■ TEXT TO READ ■
The long tail concept is now commonplace in business and computing. It’s the idea that most subjects are dominated by a very large number of small categories. That the “big hits” are actually outsold by all the niche songs or films or books that sell in ones and twos. Some of this thinking can also be applied to forestry, and how small woodlands can be brought into management.

The Long Tail was introduced by an article in WIRED magazine in 2004:

What’s really amazing about the Long Tail is the sheer size of it. Combine enough nonhits on the Long Tail and you’ve got a market bigger than the hits. Take books: The average Barnes & Noble carries 130,000 titles. Yet more than half of Amazon’s book sales come from outside its top 130,000 titles. Consider the implication: If the Amazon statistics are any guide, the market for books that are not even sold in the average bookstore is larger than the market for those that are.

How does this compare to woodlands in England? The most recent comprehensive survey we have is the Forestry Commission’s report “National Forestry Inventory 2011 woodland map”, and the picture is strikingly similar.

Tables 7/7a have the figures. 69% of all the woodland in England by area meets the original UKWAS definition of small woodlands: less than 100 hectares or 250 acres. Looking at woods smaller than 20 hectares or 50 acres, the percentage of the total area is still 41%. If we turn to English broadleaved woodlands, woods smaller than 20 hectares cover 51% of the total area.

So it’s obvious that smaller woodlands really matter. People in the small woods community have been saying this for years but it’s still not properly reflected in our national debates about forestry, especially in the media. The image is of rolling hills and valleys draped in conifer plantations and their patches of clear fell.

What lessons do Amazon and the rest have for policy towards small woodlands? What does their success with the Long Tail tell us?

To answer this we have to think about how they manage to turn all those niche titles into dollars and pounds. In the past, out of print books and forgotten films sat on shelves or were boxed up in the corners of warehouses. Out of sight and hard to find. “Unmanaged” as it were. To bring those titles back to life, companies like Amazon harness the enthusiasm of customers to find them and to recommend them to other people. Star ratings and the words “Customers who bought this item also bought” suggest what else might be worth looking at. This means the enthusiasts of the Long Tail of niche titles power the whole process themselves. Amazon staff don’t have to decide what to show people or guess what is worth looking at.

■ PROBLEMS ■
A – According to the article on small woodlands, how many titles does the average Barnes & Noble carry?
B – Rewrite the part of the article on small woodlands that begins at "The Long Tail was" and ends after "is strikingly similar.", putting "book shop" in place of "bookstore".
The material after this point has no connection to the article on small woodlands.

■ RECORD SET ■

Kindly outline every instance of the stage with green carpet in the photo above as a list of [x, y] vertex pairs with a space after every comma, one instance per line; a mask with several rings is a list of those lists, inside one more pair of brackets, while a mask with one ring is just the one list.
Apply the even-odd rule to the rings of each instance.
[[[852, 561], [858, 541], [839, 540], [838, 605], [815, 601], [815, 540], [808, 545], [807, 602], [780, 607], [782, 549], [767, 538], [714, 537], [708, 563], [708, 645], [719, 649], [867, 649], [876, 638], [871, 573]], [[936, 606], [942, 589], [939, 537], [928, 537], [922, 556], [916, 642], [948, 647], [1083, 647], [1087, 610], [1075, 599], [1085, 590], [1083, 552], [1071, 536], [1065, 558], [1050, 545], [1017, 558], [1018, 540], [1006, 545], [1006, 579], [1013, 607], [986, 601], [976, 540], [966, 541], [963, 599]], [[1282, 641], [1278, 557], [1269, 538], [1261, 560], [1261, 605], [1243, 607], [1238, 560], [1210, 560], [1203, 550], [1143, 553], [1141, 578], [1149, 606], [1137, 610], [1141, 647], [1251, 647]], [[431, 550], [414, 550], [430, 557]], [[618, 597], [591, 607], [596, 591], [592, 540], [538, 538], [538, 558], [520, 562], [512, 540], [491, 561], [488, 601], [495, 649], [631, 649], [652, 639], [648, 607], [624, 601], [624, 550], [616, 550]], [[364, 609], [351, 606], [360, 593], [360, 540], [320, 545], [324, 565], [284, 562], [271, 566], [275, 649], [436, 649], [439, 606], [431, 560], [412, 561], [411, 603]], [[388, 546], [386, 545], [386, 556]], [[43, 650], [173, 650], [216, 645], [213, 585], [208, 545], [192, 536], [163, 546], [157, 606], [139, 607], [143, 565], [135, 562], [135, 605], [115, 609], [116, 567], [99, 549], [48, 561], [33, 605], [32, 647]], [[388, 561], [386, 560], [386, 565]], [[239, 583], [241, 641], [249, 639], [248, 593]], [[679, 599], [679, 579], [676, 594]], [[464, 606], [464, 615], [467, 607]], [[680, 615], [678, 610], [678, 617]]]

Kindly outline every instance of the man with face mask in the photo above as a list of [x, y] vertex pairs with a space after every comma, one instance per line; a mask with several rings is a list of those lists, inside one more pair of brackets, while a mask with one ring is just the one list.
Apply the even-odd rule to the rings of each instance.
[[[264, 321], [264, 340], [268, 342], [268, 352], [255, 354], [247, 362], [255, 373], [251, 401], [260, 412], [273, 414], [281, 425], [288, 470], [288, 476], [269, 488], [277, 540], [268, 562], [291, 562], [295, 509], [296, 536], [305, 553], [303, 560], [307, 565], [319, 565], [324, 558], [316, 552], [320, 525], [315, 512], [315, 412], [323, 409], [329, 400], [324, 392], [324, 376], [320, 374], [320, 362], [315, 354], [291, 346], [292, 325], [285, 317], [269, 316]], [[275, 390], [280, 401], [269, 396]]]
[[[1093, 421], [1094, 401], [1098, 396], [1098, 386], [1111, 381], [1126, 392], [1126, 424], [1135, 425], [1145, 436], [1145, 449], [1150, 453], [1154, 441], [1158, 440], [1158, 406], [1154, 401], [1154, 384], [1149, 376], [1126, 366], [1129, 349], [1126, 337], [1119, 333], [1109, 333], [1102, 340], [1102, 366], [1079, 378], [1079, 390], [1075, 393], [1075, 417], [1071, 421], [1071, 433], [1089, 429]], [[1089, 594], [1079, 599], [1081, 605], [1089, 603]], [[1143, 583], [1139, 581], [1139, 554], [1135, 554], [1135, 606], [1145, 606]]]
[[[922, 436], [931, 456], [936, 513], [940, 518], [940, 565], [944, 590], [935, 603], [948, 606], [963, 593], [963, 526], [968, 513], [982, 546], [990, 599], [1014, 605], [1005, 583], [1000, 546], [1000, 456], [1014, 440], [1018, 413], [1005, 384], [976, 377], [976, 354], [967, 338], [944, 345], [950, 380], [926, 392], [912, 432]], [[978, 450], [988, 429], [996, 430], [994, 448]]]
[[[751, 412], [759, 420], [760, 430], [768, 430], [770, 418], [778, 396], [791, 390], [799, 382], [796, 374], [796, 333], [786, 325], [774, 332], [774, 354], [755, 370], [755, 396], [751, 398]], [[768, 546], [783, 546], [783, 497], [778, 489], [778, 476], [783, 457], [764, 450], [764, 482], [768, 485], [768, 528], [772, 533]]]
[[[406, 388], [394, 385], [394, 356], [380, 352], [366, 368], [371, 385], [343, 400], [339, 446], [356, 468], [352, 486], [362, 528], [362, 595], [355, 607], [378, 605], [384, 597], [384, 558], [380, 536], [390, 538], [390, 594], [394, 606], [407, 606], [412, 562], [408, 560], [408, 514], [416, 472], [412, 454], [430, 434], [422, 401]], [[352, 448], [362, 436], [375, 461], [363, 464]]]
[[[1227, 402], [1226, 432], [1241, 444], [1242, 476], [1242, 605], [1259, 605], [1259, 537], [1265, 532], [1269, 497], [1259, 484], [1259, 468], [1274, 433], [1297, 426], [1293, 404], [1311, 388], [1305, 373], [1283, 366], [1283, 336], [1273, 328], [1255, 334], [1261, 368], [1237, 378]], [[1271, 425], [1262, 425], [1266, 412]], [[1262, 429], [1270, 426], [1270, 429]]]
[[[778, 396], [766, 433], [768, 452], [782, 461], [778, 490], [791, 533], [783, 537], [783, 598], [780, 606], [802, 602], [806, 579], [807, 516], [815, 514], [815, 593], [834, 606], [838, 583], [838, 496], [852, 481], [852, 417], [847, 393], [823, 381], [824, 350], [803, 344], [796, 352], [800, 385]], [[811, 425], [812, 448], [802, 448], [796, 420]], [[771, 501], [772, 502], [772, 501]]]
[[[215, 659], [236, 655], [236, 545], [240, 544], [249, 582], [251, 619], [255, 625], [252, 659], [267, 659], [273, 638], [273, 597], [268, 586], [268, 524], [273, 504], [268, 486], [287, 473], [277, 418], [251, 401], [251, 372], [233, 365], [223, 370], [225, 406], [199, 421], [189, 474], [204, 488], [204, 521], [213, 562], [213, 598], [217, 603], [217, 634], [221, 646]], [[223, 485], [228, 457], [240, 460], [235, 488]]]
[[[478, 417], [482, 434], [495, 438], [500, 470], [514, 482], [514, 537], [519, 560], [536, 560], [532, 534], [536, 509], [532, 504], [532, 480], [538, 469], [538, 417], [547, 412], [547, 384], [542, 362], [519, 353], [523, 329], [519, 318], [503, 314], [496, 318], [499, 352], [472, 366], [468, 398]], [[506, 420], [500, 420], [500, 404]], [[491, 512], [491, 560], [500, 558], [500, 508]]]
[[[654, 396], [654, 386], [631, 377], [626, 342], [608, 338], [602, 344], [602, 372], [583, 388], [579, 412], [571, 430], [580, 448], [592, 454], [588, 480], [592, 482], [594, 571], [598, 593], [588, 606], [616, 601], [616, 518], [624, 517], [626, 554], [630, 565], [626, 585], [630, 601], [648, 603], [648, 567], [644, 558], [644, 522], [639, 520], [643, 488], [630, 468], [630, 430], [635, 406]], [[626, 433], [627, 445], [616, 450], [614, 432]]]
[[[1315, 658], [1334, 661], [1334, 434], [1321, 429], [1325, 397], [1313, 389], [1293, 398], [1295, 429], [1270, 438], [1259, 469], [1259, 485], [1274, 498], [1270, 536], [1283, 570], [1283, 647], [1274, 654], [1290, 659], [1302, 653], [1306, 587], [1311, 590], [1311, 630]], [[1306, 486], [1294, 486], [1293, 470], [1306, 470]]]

■ ANSWERS TO THE EXERCISES ■
A – 130,000 titles.

B –
The Long Tail was introduced by an article in WIRED magazine in 2004:

What’s really amazing about the Long Tail is the sheer size of it. Combine enough nonhits on the Long Tail and you’ve got a market bigger than the hits. Take books: The average Barnes & Noble carries 130,000 titles. Yet more than half of Amazon’s book sales come from outside its top 130,000 titles. Consider the implication: If the Amazon statistics are any guide, the market for books that are not even sold in the average book shop is larger than the market for those that are.

How does this compare to woodlands in England? The most recent comprehensive survey we have is the Forestry Commission’s report “National Forestry Inventory 2011 woodland map”, and the picture is strikingly similar.